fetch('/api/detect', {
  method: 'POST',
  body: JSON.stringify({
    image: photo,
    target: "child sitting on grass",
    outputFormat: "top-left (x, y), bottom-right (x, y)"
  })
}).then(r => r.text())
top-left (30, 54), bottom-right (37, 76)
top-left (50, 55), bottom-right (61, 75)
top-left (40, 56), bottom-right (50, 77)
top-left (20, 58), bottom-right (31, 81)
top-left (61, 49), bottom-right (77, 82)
========================================================================
GOAL OF THE EXERCISE: Give back all of the records above word for word, keeping every line as it is.

FULL RESPONSE:
fetch('/api/detect', {
  method: 'POST',
  body: JSON.stringify({
    image: photo,
    target: "child sitting on grass",
    outputFormat: "top-left (x, y), bottom-right (x, y)"
  })
}).then(r => r.text())
top-left (30, 54), bottom-right (37, 76)
top-left (50, 55), bottom-right (61, 75)
top-left (40, 56), bottom-right (50, 77)
top-left (20, 58), bottom-right (31, 81)
top-left (61, 49), bottom-right (77, 82)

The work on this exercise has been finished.